=== Data ===

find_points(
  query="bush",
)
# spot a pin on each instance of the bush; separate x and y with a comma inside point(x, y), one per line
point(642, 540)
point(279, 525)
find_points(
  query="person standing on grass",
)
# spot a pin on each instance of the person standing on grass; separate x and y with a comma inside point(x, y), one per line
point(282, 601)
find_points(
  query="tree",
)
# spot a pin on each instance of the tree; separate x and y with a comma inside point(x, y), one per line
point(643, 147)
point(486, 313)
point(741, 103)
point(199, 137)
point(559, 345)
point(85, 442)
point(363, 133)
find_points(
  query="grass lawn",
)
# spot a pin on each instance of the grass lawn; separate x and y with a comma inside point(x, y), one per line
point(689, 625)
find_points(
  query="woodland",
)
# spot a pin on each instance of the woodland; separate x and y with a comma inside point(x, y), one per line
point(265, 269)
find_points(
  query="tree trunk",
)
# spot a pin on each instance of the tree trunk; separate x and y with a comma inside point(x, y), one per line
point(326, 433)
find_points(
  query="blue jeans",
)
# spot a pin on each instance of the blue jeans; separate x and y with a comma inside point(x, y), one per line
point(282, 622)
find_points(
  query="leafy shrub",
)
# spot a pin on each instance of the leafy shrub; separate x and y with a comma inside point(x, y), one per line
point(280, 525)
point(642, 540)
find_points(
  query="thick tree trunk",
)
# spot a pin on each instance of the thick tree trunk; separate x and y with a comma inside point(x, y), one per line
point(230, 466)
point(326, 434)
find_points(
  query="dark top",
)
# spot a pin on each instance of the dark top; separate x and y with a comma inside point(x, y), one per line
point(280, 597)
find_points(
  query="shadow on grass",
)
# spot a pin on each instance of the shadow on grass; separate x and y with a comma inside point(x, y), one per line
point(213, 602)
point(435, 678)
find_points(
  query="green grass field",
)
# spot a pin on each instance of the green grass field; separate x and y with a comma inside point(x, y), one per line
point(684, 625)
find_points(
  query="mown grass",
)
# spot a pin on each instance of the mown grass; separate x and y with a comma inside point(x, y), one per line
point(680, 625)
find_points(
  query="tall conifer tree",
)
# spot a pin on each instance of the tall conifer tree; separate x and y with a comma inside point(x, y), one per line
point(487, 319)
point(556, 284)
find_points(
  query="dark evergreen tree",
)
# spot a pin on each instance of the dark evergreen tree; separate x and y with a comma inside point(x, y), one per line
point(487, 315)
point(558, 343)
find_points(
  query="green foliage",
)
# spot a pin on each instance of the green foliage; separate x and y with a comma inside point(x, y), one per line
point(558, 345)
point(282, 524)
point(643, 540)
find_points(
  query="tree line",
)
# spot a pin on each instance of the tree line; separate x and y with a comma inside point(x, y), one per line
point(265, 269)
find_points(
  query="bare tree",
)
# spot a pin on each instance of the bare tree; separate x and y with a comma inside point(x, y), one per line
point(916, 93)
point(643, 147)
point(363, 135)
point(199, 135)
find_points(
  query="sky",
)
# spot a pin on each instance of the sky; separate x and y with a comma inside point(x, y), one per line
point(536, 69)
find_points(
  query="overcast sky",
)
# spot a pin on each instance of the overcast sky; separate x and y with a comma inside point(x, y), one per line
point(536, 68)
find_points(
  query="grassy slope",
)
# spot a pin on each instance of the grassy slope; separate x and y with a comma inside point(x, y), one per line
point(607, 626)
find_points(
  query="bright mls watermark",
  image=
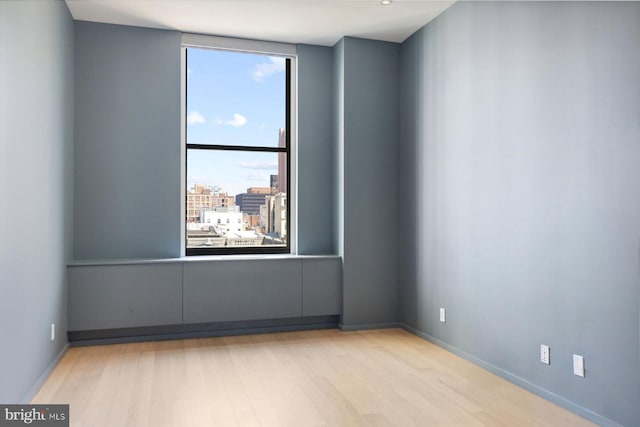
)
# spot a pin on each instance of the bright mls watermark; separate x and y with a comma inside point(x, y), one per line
point(36, 415)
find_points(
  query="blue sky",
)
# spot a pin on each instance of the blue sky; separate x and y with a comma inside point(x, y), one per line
point(235, 99)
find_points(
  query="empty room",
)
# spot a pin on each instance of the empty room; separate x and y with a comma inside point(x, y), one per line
point(319, 213)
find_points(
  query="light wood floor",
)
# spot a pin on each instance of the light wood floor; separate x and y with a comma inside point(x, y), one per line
point(314, 378)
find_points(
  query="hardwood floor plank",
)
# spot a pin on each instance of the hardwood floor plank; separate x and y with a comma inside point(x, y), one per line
point(313, 378)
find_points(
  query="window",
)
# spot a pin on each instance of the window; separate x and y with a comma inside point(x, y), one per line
point(238, 133)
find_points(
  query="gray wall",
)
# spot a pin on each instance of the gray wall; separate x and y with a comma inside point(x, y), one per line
point(367, 134)
point(520, 163)
point(127, 142)
point(315, 151)
point(127, 180)
point(36, 164)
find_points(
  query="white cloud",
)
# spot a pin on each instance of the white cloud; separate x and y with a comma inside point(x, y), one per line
point(195, 118)
point(265, 69)
point(257, 178)
point(237, 121)
point(259, 165)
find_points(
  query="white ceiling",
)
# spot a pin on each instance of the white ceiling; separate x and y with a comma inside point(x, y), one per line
point(320, 22)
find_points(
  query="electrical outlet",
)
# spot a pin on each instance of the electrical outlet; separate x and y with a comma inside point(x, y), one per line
point(578, 365)
point(545, 356)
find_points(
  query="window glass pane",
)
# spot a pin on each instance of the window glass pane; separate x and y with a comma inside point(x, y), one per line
point(235, 98)
point(236, 199)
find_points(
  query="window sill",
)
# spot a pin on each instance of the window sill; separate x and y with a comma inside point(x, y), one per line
point(191, 259)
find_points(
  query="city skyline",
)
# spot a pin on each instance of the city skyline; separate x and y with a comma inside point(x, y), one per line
point(233, 99)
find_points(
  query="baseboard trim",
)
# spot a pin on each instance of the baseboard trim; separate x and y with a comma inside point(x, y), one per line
point(35, 388)
point(527, 385)
point(369, 326)
point(202, 330)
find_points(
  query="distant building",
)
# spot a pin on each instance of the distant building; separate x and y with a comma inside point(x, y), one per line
point(259, 190)
point(250, 203)
point(273, 215)
point(223, 220)
point(201, 197)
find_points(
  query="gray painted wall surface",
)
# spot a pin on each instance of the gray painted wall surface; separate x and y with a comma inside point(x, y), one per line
point(127, 142)
point(36, 164)
point(125, 296)
point(368, 137)
point(315, 151)
point(521, 162)
point(238, 290)
point(173, 292)
point(127, 179)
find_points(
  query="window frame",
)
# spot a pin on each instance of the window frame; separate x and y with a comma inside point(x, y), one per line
point(256, 47)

===

Task details: Each line above has to be returned exactly. Drop the pictures.

Response to this exercise:
find_points(
  query="bush",
)
# spot a pin on each instance of the bush; separate x and y with a comma inside point(x, y), one per line
point(642, 540)
point(279, 525)
find_points(
  query="person standing on grass",
)
# spot a pin on each instance of the person standing on grass; separate x and y with a comma inside point(x, y), one per line
point(282, 601)
find_points(
  query="tree",
)
# spot a pin on each instance of the tree; separate x and y with a comma inside point(x, y), one per line
point(643, 147)
point(486, 313)
point(741, 103)
point(199, 137)
point(559, 345)
point(85, 442)
point(363, 133)
find_points(
  query="grass lawn",
)
# spot a pin on each instance of the grass lawn; separate x and y with a comma inside point(x, y), one per line
point(689, 625)
find_points(
  query="woodland",
)
# spot a pin on each instance of the woodland; separate x and y with a comma inside point(x, y), one per line
point(265, 269)
find_points(
  query="tree trunk",
)
# spot a pin on each instance of the tree trunk; separate x and y with a comma inside point(x, y), one per line
point(326, 433)
find_points(
  query="blue jeans",
)
# spot a pin on each instance of the blue jeans; separate x and y with a comma inside point(x, y), one per line
point(282, 622)
find_points(
  query="leafy shrub",
)
# spot a pin on each instance of the leafy shrub; separate x and y with a comma inside point(x, y), one per line
point(280, 525)
point(642, 540)
find_points(
  query="thick tree trunk",
)
# spot a pin on each instance of the thick tree trunk; separate x and y with a comma inside point(x, y), one per line
point(230, 466)
point(326, 434)
find_points(
  query="dark top",
)
# spot a pin on each instance of the dark top; separate x and y with a comma inside point(x, y), one per line
point(280, 597)
find_points(
  query="shadow on grass",
)
# spot a pin on each instance of the shadow on grass; separate x and y with a comma inside point(x, y), one per line
point(213, 602)
point(435, 678)
find_points(
  query="green grass field",
)
# spot a pin on each instance of the green grass field; separate x and y with a comma inside point(x, y), one per line
point(684, 625)
find_points(
  query="mown grass",
)
# spot a pin on each instance of the mown grass; separate x and y with a comma inside point(x, y), one per line
point(680, 625)
find_points(
  query="tall conifer tree",
)
# spot a pin on each instance of the tall conifer tree; separate x and y with a comma inside point(x, y), one per line
point(487, 319)
point(556, 284)
find_points(
  query="dark evergreen tree",
)
# spot a pin on each instance of the dark evergreen tree; separate x and y with a comma inside point(x, y), one per line
point(487, 315)
point(558, 343)
find_points(
  query="green foliage",
)
# spot a pin on each instance of the green foliage; separate x and y with a comma inside point(x, y), one per line
point(558, 345)
point(282, 524)
point(643, 540)
find_points(
  query="tree line",
)
# spot a pin on each instance of the tree line; separate x and y with a comma inside point(x, y), one per line
point(265, 269)
find_points(
  query="bare tree",
)
# spot a pin on each instance of the bare tree; separate x and y with a comma inside point(x, y), one per line
point(916, 93)
point(643, 147)
point(363, 135)
point(199, 135)
find_points(
  query="sky",
)
# spot a pin on each instance of the sky; separate x and y with a comma inside point(x, y), one per line
point(536, 69)
find_points(
  query="overcast sky",
)
# spot a pin on each instance of the overcast sky; separate x and y with a comma inside point(x, y), one per line
point(536, 68)
find_points(
  query="grassy slope",
)
# spot a pin on each instance of the grassy slope; separate x and y with a comma inside point(x, y), one per line
point(607, 626)
find_points(
  query="bright mls watermark",
  image=
)
# spot a pin on each instance of the bright mls watermark; separate x and y with a comma inside point(x, y), one per line
point(36, 415)
find_points(
  query="blue sky",
)
# spot a pin on each instance of the blue sky; separate x and y with a comma inside point(x, y), one per line
point(235, 99)
find_points(
  query="empty room",
)
# spot a pin on each instance of the empty room; separate x and y with a comma inside point(x, y), one per line
point(319, 213)
find_points(
  query="light wood floor",
)
# spot a pin on each instance of the light wood floor; separate x and y with a comma inside point(x, y), one per line
point(314, 378)
find_points(
  query="hardwood floor plank",
)
# spot a pin on each instance of the hardwood floor plank; separate x and y with a comma inside point(x, y), one per line
point(313, 378)
find_points(
  query="window",
)
# spot a pin on each instance of the window; separate x and y with a comma inside point(x, y), one per line
point(238, 133)
find_points(
  query="gray wall",
)
# spot a pin on each instance of the gray wall; separate x and y with a comma inside point(x, y), one per line
point(367, 134)
point(520, 163)
point(127, 142)
point(315, 151)
point(127, 180)
point(36, 164)
find_points(
  query="white cloud",
)
# spot a pin on each instance of the white cloud; separate x and y with a comma inside point(x, y), one per line
point(195, 118)
point(265, 69)
point(257, 178)
point(237, 121)
point(259, 165)
find_points(
  query="white ceiling",
)
# spot a pin on each instance of the white ceiling; separate x and y with a comma inside point(x, y), one per line
point(320, 22)
find_points(
  query="electrical outlet",
)
# spot a pin on each instance of the electrical outlet; separate x and y with a comma inside point(x, y), one per line
point(578, 365)
point(545, 356)
find_points(
  query="window glass pane",
)
# spot a pin on each instance of the window glass pane; separate x and y with a comma inside point(x, y), one per line
point(235, 98)
point(236, 199)
find_points(
  query="window sill",
)
# spot a pin on each instance of the window sill; separate x and y with a comma inside point(x, y), one per line
point(191, 259)
find_points(
  query="city skyline",
)
# spot a pin on each instance of the city skyline; separate x and y with a comma inside point(x, y), one per line
point(233, 99)
find_points(
  query="baseboard trim",
)
# spot a pin on each instance of the baseboard trim; separate x and y with a comma inside point(x, y), one per line
point(35, 388)
point(527, 385)
point(369, 326)
point(202, 330)
find_points(
  query="distant building",
)
# spot a pin on each instance of the distant building; separate x and y with a comma inside point(x, y), one per line
point(259, 190)
point(250, 203)
point(273, 215)
point(223, 220)
point(201, 197)
find_points(
  query="gray painted wall surface",
)
# spot a pin on each instance of the gray painted wall surface; separate x and y with a comma inside point(x, y), one per line
point(127, 142)
point(36, 164)
point(125, 296)
point(368, 137)
point(315, 151)
point(521, 162)
point(238, 290)
point(173, 292)
point(127, 179)
find_points(
  query="window frame",
)
# spot a pin on each instance of the window frame; separate x and y with a comma inside point(x, y), one per line
point(256, 47)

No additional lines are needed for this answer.